> GIVEN EXERCISE:
Select each line of the listing below that contains the word "stone" and copy those lines in full.

> EXTRACTED ENTRIES:

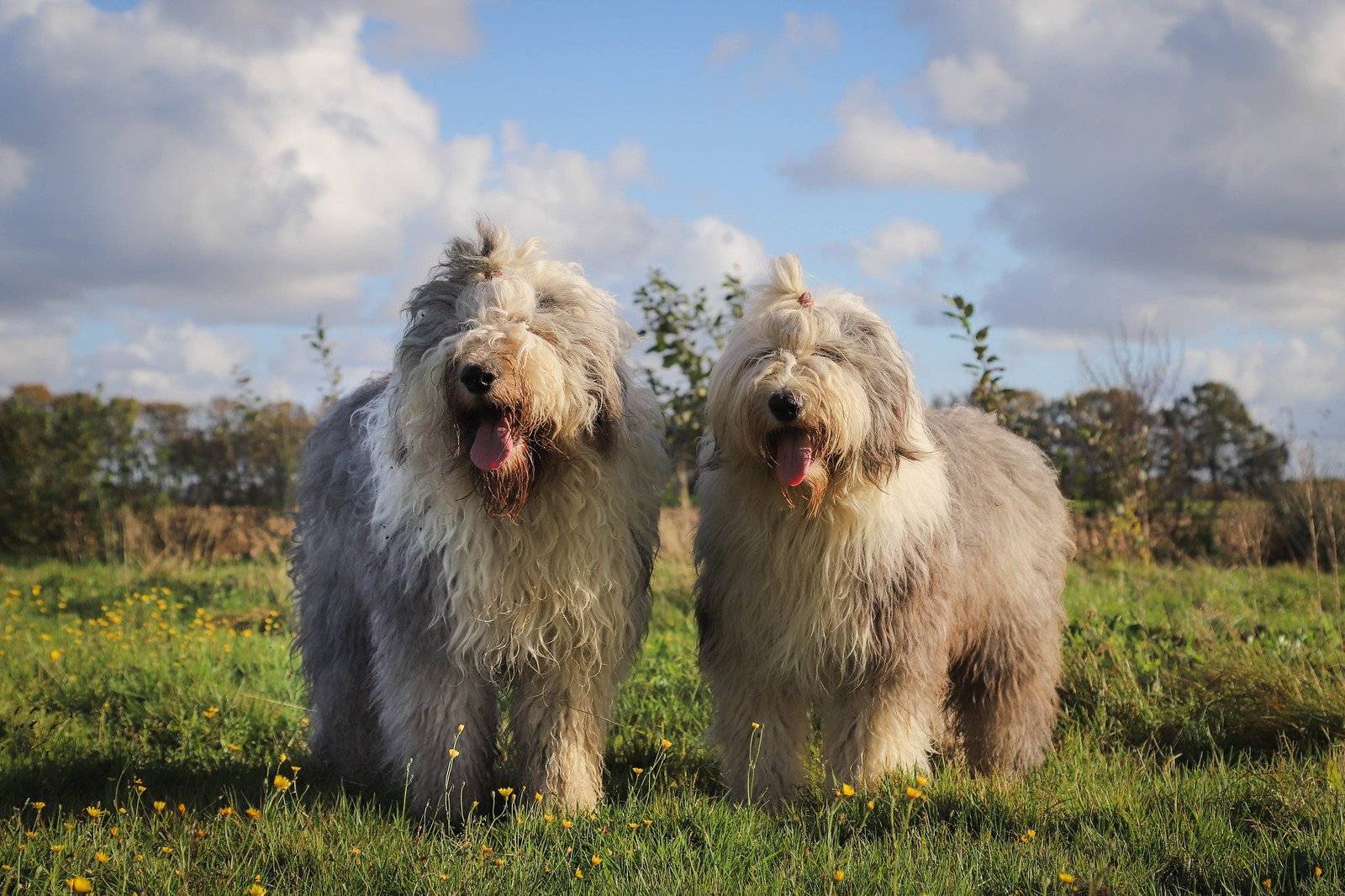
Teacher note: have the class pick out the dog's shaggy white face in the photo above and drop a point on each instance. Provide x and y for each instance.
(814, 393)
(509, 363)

* * *

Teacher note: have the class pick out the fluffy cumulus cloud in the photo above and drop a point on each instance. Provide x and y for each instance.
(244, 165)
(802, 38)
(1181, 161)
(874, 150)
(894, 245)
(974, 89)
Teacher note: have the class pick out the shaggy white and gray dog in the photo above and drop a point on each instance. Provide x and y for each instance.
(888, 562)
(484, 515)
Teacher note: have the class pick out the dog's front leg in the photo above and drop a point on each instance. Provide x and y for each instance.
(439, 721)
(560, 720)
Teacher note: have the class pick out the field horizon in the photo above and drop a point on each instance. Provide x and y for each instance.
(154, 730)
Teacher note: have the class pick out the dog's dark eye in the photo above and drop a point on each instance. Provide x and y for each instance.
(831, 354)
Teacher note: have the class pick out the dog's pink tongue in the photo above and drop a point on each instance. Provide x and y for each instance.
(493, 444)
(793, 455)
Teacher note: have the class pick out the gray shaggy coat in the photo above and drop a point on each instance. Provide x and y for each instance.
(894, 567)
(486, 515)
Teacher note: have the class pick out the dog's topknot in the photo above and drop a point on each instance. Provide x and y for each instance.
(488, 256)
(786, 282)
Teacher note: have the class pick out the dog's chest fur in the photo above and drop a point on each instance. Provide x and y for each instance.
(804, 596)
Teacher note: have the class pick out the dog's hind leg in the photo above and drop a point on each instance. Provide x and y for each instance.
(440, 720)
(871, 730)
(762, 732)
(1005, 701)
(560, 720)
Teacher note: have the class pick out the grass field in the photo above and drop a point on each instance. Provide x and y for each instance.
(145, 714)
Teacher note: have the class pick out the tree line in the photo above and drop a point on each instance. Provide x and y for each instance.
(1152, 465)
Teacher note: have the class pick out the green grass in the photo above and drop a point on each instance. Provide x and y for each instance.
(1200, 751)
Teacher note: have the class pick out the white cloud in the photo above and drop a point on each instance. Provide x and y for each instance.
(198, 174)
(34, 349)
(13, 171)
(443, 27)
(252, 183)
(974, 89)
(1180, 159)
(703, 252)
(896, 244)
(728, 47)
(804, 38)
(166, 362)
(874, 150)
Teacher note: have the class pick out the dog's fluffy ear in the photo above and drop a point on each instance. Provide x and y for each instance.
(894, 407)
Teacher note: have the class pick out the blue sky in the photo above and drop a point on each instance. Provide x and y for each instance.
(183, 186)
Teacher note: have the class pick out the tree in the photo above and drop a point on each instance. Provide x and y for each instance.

--

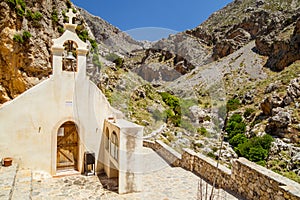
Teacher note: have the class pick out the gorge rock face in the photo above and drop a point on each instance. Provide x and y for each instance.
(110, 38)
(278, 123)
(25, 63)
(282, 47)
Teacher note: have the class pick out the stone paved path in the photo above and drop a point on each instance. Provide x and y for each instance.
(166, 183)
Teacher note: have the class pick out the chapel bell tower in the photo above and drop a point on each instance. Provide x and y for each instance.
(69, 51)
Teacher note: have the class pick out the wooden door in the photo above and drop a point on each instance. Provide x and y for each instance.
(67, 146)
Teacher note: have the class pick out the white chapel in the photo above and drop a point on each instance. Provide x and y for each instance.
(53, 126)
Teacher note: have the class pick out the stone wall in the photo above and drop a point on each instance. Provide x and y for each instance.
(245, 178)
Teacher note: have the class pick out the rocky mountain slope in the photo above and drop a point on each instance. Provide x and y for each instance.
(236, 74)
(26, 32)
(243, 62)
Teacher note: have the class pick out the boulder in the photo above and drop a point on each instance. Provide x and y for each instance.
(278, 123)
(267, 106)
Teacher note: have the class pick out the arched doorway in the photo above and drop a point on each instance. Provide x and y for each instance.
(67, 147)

> FINISHED EXERCISE:
Teacher note: have the class pick out the stone paved path in the photo above and drop a point on each instance. Provide x and y for each instance.
Teacher note: have the class pick out the stone wall in the photo above and drop a point on each instance. Provide x and y for each instance.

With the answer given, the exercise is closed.